* _Task prompt_
When you copy the listing, reproduce each line as it appears and omit every image.

* _Dataset content_
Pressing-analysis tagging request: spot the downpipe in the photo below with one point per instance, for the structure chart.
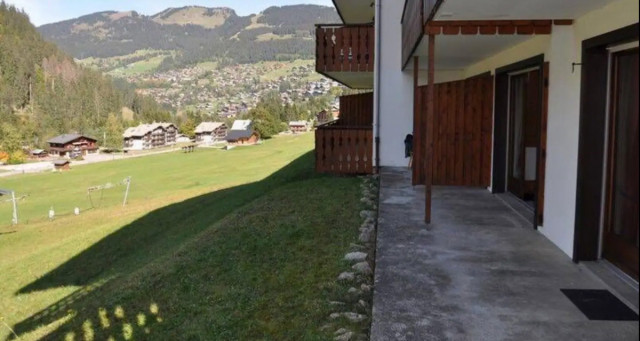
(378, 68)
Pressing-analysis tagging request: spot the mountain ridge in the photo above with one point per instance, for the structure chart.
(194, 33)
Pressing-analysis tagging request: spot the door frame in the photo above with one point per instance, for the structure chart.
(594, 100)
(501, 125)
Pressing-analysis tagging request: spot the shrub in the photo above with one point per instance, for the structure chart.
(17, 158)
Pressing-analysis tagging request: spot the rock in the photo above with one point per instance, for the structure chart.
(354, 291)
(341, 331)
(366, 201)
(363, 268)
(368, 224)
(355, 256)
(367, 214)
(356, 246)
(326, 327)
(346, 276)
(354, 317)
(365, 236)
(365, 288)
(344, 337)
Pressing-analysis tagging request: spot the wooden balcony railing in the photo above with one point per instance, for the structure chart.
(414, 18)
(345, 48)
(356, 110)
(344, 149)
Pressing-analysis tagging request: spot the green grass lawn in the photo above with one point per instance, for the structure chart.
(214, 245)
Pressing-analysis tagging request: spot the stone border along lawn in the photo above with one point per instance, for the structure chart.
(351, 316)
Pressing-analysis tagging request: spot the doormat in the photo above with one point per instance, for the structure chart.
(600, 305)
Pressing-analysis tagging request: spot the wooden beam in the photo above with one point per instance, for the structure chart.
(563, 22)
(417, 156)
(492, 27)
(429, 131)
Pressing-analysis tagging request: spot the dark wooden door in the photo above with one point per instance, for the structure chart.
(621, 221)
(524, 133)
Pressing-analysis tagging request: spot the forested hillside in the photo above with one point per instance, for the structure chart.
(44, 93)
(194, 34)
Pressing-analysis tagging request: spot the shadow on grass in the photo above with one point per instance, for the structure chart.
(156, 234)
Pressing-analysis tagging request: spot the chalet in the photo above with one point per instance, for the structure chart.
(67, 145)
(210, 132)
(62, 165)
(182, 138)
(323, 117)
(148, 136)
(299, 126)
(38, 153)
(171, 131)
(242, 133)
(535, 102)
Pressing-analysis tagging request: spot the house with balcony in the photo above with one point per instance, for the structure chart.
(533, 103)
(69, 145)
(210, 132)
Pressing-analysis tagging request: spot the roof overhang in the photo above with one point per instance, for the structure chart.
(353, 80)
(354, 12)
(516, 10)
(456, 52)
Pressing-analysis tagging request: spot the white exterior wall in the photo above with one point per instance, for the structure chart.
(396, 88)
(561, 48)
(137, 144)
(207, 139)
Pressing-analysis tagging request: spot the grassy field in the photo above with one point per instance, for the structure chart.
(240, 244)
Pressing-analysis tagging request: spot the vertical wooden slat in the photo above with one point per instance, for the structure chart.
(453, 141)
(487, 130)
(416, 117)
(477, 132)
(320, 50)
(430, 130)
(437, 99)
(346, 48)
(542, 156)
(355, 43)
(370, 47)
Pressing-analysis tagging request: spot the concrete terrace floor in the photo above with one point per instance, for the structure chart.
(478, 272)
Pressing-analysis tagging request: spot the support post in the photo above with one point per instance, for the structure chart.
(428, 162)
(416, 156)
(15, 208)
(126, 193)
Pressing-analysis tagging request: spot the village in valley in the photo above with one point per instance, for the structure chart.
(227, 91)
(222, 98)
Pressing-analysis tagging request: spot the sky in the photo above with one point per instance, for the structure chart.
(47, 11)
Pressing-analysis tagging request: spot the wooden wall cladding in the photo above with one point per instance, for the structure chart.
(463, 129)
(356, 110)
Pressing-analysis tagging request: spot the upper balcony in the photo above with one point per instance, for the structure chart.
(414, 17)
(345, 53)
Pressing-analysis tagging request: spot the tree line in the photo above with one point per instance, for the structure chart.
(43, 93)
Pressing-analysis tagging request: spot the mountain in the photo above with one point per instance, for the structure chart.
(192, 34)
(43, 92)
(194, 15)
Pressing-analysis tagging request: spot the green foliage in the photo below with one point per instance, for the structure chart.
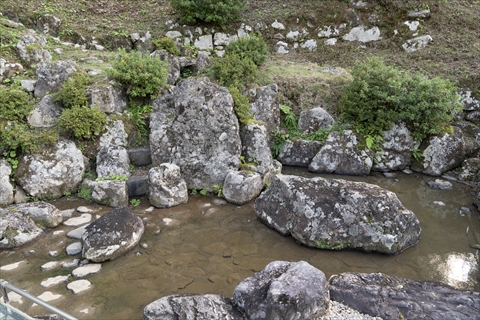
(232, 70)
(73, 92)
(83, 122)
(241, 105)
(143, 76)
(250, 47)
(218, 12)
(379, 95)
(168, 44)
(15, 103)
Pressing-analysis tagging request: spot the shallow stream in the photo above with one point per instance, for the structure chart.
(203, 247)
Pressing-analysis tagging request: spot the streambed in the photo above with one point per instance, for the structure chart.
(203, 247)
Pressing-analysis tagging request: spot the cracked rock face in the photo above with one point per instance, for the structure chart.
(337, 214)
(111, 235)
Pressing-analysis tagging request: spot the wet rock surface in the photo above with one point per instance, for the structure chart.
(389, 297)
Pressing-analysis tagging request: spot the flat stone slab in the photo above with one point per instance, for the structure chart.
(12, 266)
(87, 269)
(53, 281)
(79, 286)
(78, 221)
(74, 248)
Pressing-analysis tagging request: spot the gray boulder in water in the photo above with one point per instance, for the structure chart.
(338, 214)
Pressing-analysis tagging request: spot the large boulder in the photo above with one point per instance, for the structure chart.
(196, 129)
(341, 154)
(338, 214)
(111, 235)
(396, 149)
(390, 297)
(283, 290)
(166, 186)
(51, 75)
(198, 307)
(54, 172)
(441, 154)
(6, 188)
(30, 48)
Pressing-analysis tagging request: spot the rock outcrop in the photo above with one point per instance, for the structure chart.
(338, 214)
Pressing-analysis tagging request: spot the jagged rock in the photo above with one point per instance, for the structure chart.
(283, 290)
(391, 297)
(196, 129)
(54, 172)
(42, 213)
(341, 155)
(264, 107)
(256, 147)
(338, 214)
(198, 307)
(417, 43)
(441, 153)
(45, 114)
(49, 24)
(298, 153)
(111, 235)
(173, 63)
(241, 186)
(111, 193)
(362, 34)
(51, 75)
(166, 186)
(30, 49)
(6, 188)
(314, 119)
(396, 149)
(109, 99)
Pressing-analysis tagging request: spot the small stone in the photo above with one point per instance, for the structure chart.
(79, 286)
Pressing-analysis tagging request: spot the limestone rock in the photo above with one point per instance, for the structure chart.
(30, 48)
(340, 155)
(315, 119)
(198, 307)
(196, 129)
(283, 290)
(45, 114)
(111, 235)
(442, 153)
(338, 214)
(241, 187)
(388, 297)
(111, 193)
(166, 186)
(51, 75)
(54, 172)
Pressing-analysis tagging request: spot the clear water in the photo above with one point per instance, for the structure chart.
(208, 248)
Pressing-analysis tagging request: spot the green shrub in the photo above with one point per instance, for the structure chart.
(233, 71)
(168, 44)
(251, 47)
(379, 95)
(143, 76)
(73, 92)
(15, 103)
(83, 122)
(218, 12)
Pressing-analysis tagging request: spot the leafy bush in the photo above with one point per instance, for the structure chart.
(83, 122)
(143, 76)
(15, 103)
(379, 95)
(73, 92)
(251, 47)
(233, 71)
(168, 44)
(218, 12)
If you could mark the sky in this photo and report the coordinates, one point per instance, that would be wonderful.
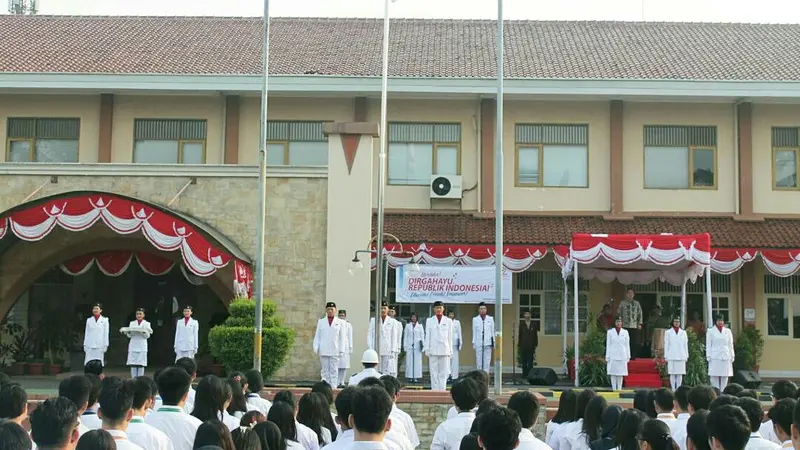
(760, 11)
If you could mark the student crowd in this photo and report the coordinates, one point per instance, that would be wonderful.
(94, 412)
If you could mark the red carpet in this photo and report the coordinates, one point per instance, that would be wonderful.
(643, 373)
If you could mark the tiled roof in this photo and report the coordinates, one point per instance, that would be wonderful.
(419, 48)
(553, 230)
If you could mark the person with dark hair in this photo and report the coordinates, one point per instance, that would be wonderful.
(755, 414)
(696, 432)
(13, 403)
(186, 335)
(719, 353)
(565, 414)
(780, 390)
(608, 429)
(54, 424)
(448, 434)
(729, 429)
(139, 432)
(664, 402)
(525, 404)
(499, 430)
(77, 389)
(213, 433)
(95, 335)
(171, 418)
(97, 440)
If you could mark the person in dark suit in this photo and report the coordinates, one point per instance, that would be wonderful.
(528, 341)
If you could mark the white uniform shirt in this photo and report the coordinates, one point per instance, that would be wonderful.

* _Expected output_
Pressing-analysis tagging request: spot the downpipe in the photo below with one point per instance, for the structure chart.
(378, 68)
Pressing-analysis tagging request: spot the mountain ridge in the photo above with one point per instance, for the structure chart.
(194, 33)
Pressing-analysis tagging request: spot the door frame in the photo above with one point per instance, for the structure chart.
(594, 100)
(501, 125)
Pressing-analysis tagging request: spot the shrub in the photo above with one point per instance, for the structure chart.
(17, 158)
Pressing-analysis tagging request: spot the rock in the photo above with one point per instance, for the structure chart.
(354, 291)
(341, 331)
(366, 201)
(363, 268)
(368, 224)
(355, 256)
(367, 214)
(356, 246)
(326, 327)
(346, 276)
(354, 317)
(365, 236)
(365, 288)
(344, 337)
Pressing-analysis tagging request: spot the wooden balcony railing in the photo above with one point per instance, for the structure chart.
(414, 18)
(345, 48)
(356, 110)
(344, 149)
Pressing-analysis tagging request: spot the green grass lawn in the photo above with one point per instance, for the structure chart.
(214, 245)
Pressing-analysis tagging request: spot the stone border along lawn in the photo above with one point per instance, for the structure chart.
(351, 316)
Pressing-analysis tagging request: spot the doormat in the photo above with one point per instance, for the structure chart.
(600, 305)
Pressing-analysis tagging request: spot the wooden beam in the photo above with one point per instance, for the structure chart.
(563, 22)
(417, 156)
(492, 27)
(429, 131)
Pressing-analysis tagging request: spot the dark wooden door in the photo above with one point per instance, for the structure chart.
(621, 221)
(524, 133)
Pressing-analysis tagging request: spot the forested hillside in the photo above with one point per instance, for the structure chart.
(44, 93)
(194, 34)
Pressing-analysis tagging request: spot the shadow on grass in the photo above with one point per instance, for the structure chart.
(156, 234)
Pressing-analysis tagging request: spot the chalet in the photo above with one point per instance, for the structure chart.
(67, 145)
(210, 132)
(62, 165)
(182, 138)
(323, 117)
(148, 136)
(299, 126)
(38, 153)
(171, 131)
(242, 133)
(535, 102)
Pressing-analysis tagging request: spot the house with balcony in the photo above with one point per instance, for the structure chart.
(533, 103)
(69, 145)
(210, 132)
Pressing-analysis tagging request: spot the roof overhang in the photo above with one point per instance, for the structure chart.
(353, 80)
(354, 12)
(516, 10)
(456, 52)
Pressing-analysis tagging request: spot the white exterior wall in the photo above with one point per instance, for the structure chart.
(396, 88)
(561, 48)
(137, 144)
(207, 139)
Pressing-analysis tagging request: spot the grassy field in the photo above with one point per instance, for the structure chart.
(240, 244)
Pressing-analysis tagging request: spot the vertical wooden slat in the photo above with one point per instance, for the structure chart.
(453, 141)
(487, 130)
(416, 117)
(477, 132)
(320, 50)
(430, 130)
(437, 99)
(346, 48)
(542, 156)
(355, 43)
(370, 47)
Pressing-analysis tagging request: spot the concrete terrace floor in the photo above with one point per instance, for the structure chart.
(478, 272)
Pressing-analysis tagging request: spot the support post in the photo above with one point per instance, for the structure chart.
(428, 162)
(416, 156)
(15, 208)
(126, 193)
Pressing-analysis tagging request: spot the village in valley in the photo above with one point per instance, for the structure chart.
(227, 91)
(222, 98)
Pressing-analysis tagging request: spot the sky in the photo above with one point per instance, for the structure chart.
(47, 11)
Pressing-analysis tagging request: spot the wooden wall cladding in the photo above with one point per instance, for the structure chart.
(463, 129)
(356, 110)
Pressing-analysis tagging request: spot the upper balcony in the photo above with one point per instance, for the structure chart.
(414, 17)
(345, 53)
Pressing-analysis tagging request: spot the tree line in the photo above with one point per instance, for the structure chart.
(43, 93)
Pressing-analysis tagging request: spot the mountain in the photo above with one point per instance, for the structure chart.
(192, 34)
(43, 92)
(194, 15)
Pressing-analysis tagging request: spot the green foliage in the photo below with one point per instance, for the structure chart.
(232, 70)
(73, 92)
(83, 122)
(241, 105)
(143, 76)
(250, 47)
(218, 12)
(379, 95)
(168, 44)
(15, 103)
Pressing-analysis tagging request: spot the shallow stream in the photo above with one point per instance, for the structure chart.
(203, 247)
Pressing-analysis tagging request: spot the streambed in the photo above with one point per instance, for the structure chart.
(203, 247)
Pressing-analysis tagging request: spot the cracked rock face in the photo above with one point per instance, for the structure chart.
(337, 214)
(111, 235)
Pressing-analysis tagging request: spot the wet rock surface in the photo above with one point per instance, for the structure chart.
(389, 297)
Pressing-analysis tagging request: spot the flat stone slab in the photo above with one point per instance, for the structure chart.
(12, 266)
(87, 269)
(53, 281)
(79, 286)
(78, 221)
(74, 248)
Pressing-analysis tagging request: spot the gray boulder in water in the photo above with one point per instance, for the structure chart.
(338, 214)
Pressing-analysis tagging request: spot the large boulder in the photo above with one point per instance, for the structure chart.
(196, 129)
(341, 154)
(338, 214)
(111, 235)
(396, 149)
(390, 297)
(283, 290)
(166, 186)
(51, 75)
(198, 307)
(54, 172)
(441, 154)
(6, 188)
(30, 48)
Pressing-analysis tagging request: spot the rock outcrop in the photo above with one point per instance, for the structure chart.
(338, 214)
Pressing-analysis tagging request: spot the jagged rock in the photo above with one point per instance, for the structure chart.
(283, 290)
(391, 297)
(196, 129)
(54, 172)
(42, 213)
(341, 155)
(264, 107)
(256, 147)
(338, 214)
(198, 307)
(417, 43)
(441, 153)
(45, 114)
(49, 24)
(298, 153)
(111, 235)
(173, 63)
(241, 186)
(111, 193)
(362, 34)
(51, 75)
(166, 186)
(30, 49)
(6, 188)
(314, 119)
(396, 149)
(109, 99)
Pressing-analysis tagging request: spot the small stone in the photo above with one point per instance, for the structure chart.
(79, 286)
Pressing-analysis tagging request: spot the limestone rock in the photo above with one point per instance, for the structure chart.
(30, 48)
(340, 155)
(315, 119)
(198, 307)
(196, 129)
(283, 290)
(45, 114)
(111, 235)
(442, 153)
(338, 214)
(241, 187)
(388, 297)
(111, 193)
(166, 186)
(51, 75)
(54, 172)
Pressing-analysis tagging request: spot the clear water in the photo above with one point per instance, for the structure chart.
(208, 248)
Pressing-analysis tagging request: spot the green shrub in the photo above with one point per instance, for the structure chart.
(233, 71)
(168, 44)
(251, 47)
(379, 95)
(143, 76)
(73, 92)
(15, 103)
(83, 122)
(218, 12)
Pressing-analysis tagging request: spot the leafy bush in the photo above with one point per instance, for the structure chart.
(83, 122)
(143, 76)
(15, 103)
(379, 95)
(73, 92)
(251, 47)
(233, 71)
(168, 44)
(218, 12)
If you could mark the sky in this photo and report the coordinates, one point per instance, that would be wonderful.
(760, 11)
If you could mark the student crowd in this photo and report the coordinates, one point per instance, that would be wonderful.
(94, 412)
If you could mark the red carpet in this photo and report the coordinates, one point per instance, that would be wonderful.
(643, 373)
If you could mark the tiled roof in this photo and report the coordinates, one point per instance, that would be wonderful.
(419, 48)
(553, 230)
If you could mark the person with dark hair in this photo and report the coordinates, one point per instance, that would be wonderful.
(755, 414)
(696, 432)
(13, 403)
(186, 335)
(719, 353)
(565, 414)
(780, 390)
(608, 429)
(54, 424)
(448, 434)
(729, 429)
(139, 432)
(664, 402)
(525, 404)
(499, 430)
(77, 389)
(213, 433)
(95, 335)
(171, 418)
(97, 440)
If you could mark the person in dark suit in this photo and report the coordinates, one point per instance, that would be wonderful.
(528, 341)
If you could mark the white uniform shirt in this photo and report the coordinates, one point per instance, that would be wonderful.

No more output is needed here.